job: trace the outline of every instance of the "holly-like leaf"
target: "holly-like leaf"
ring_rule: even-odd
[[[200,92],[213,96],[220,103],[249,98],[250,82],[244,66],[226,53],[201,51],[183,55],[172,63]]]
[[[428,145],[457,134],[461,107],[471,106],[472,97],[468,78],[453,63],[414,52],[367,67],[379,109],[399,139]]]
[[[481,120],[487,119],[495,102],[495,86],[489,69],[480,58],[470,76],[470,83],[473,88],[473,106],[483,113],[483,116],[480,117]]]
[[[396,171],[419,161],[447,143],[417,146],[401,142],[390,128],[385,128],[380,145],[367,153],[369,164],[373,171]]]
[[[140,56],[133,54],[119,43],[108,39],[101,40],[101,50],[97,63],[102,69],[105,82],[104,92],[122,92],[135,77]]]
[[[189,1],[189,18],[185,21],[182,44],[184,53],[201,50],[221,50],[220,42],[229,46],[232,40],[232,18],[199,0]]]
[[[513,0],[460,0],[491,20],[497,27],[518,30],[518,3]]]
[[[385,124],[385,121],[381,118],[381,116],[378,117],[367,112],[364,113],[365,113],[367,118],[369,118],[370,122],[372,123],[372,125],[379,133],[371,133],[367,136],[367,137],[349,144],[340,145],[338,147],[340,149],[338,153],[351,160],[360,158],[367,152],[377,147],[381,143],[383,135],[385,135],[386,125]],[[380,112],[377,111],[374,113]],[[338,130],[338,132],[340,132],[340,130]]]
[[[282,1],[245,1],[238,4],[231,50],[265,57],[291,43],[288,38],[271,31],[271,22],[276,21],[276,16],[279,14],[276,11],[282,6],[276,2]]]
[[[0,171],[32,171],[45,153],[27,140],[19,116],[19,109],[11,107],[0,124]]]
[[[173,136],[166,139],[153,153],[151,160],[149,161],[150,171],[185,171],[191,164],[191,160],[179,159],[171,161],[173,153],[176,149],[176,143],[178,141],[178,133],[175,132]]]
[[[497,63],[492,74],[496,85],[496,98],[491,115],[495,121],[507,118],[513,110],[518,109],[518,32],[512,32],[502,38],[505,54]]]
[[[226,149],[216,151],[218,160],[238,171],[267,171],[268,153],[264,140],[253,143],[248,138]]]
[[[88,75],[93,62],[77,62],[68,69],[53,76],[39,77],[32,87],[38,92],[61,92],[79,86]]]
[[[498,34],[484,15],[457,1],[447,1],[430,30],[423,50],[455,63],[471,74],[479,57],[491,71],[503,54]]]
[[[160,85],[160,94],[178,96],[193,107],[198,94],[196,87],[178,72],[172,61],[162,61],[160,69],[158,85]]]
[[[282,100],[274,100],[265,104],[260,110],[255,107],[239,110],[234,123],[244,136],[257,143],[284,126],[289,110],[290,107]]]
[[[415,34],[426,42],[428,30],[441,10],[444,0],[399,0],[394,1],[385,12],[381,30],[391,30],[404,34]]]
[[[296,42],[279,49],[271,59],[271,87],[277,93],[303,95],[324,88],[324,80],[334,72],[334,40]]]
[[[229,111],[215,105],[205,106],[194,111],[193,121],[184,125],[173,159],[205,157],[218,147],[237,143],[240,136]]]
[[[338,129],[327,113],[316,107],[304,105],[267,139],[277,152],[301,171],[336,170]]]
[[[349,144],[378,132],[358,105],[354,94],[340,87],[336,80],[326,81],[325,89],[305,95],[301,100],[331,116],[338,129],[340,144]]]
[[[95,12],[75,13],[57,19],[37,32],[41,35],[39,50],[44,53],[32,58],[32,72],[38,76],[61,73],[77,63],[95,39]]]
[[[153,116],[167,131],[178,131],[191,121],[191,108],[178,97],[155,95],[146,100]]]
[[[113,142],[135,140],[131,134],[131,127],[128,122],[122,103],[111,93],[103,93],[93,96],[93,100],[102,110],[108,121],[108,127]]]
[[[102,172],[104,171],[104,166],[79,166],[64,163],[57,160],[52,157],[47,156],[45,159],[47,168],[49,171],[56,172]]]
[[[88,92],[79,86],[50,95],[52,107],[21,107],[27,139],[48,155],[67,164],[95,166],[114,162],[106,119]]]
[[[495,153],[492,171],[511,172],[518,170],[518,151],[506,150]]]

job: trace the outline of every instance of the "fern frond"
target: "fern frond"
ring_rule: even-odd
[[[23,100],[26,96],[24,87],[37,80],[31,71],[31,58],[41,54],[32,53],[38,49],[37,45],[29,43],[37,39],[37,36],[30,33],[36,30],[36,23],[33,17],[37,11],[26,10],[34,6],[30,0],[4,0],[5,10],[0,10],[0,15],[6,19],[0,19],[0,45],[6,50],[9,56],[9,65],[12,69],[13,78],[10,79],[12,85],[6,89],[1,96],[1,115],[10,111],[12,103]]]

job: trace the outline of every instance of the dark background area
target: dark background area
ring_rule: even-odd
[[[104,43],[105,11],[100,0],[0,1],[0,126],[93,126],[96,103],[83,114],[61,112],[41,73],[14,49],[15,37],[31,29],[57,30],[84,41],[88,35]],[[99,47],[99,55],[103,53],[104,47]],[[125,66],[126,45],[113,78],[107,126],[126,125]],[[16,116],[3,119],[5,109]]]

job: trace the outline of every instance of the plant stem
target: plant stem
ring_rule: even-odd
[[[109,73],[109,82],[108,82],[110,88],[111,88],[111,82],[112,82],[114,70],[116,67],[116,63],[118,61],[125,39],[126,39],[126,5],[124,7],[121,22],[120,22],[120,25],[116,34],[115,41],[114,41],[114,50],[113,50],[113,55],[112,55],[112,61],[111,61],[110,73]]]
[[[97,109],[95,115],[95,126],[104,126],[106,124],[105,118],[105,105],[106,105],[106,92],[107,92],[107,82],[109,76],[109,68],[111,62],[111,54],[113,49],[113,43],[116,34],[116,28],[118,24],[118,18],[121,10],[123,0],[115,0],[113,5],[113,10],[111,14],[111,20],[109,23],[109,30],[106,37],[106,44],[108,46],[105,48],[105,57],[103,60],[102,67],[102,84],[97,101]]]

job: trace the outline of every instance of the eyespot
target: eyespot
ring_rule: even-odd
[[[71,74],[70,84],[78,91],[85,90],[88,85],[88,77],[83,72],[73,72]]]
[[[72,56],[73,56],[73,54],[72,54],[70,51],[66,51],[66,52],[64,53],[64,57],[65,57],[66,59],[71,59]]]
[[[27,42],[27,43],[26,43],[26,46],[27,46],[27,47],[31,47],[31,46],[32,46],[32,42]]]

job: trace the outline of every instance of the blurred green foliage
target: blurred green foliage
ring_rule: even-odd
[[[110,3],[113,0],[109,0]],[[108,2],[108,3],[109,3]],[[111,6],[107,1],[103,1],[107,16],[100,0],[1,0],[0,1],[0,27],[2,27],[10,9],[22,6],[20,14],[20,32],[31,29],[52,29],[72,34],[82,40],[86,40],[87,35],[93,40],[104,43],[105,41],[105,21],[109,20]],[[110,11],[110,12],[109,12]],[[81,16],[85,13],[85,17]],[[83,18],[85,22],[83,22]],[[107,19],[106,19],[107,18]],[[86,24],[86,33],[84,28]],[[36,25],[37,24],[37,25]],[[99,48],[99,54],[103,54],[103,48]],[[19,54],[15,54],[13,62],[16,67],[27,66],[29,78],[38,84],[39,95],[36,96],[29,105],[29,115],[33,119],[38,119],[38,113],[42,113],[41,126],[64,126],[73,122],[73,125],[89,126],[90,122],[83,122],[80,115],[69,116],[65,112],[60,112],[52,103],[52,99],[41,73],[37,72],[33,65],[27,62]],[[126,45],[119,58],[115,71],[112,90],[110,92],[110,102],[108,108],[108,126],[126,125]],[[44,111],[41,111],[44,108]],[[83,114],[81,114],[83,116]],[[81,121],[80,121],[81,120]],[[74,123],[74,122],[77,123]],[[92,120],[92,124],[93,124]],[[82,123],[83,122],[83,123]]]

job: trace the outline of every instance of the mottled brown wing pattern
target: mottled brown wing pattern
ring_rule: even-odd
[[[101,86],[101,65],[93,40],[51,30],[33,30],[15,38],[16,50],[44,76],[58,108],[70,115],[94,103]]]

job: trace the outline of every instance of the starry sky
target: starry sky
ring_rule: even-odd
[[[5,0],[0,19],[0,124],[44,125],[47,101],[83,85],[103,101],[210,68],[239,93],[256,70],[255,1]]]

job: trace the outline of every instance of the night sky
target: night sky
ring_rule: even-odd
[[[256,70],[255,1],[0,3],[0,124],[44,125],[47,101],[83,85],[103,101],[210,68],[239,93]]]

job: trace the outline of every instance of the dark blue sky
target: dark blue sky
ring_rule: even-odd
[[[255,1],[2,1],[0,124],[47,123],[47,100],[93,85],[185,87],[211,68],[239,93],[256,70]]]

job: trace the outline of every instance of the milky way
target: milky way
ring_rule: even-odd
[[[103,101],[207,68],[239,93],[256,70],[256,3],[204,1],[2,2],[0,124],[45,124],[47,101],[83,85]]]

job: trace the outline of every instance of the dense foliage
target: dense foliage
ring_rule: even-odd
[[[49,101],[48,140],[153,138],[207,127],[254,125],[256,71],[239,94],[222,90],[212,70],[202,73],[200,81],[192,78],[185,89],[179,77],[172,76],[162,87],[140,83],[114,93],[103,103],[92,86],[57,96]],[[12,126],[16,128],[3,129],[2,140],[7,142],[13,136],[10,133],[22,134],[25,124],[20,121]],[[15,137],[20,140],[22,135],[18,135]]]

______

**WHAT IS EXPECTED**
Rewrite the part of the items that opens with the line containing "job: trace the outline of every instance of the night" and closes with the last item, putting "thick foliage" in place of "dense foliage" and leaving all else unchanged.

**FULL SOLUTION**
job: trace the outline of every instance of the night sky
target: night sky
ring_rule: even-odd
[[[256,70],[255,1],[0,3],[0,124],[44,125],[47,101],[83,85],[103,101],[210,68],[239,93]]]

job: trace the outline of every instance of the dark blue sky
target: dark blue sky
ring_rule: even-odd
[[[255,1],[2,1],[0,124],[47,123],[47,100],[93,85],[185,87],[211,68],[239,93],[256,70]]]

job: trace the outline of every instance of the milky way
target: milky way
ring_rule: even-odd
[[[103,101],[207,68],[239,93],[256,70],[256,3],[204,1],[2,2],[0,124],[45,124],[47,101],[83,85]]]

job: trace the outline of every instance of the thick foliage
target: thick foliage
ring_rule: even-odd
[[[49,101],[48,140],[153,138],[207,127],[254,125],[256,71],[239,94],[222,90],[212,70],[202,73],[200,81],[192,78],[185,89],[179,77],[172,76],[162,87],[140,83],[114,93],[103,103],[92,86],[57,96]],[[12,126],[16,128],[3,129],[2,140],[7,142],[13,136],[10,133],[22,134],[25,124],[20,121]],[[15,137],[20,140],[22,135],[18,135]]]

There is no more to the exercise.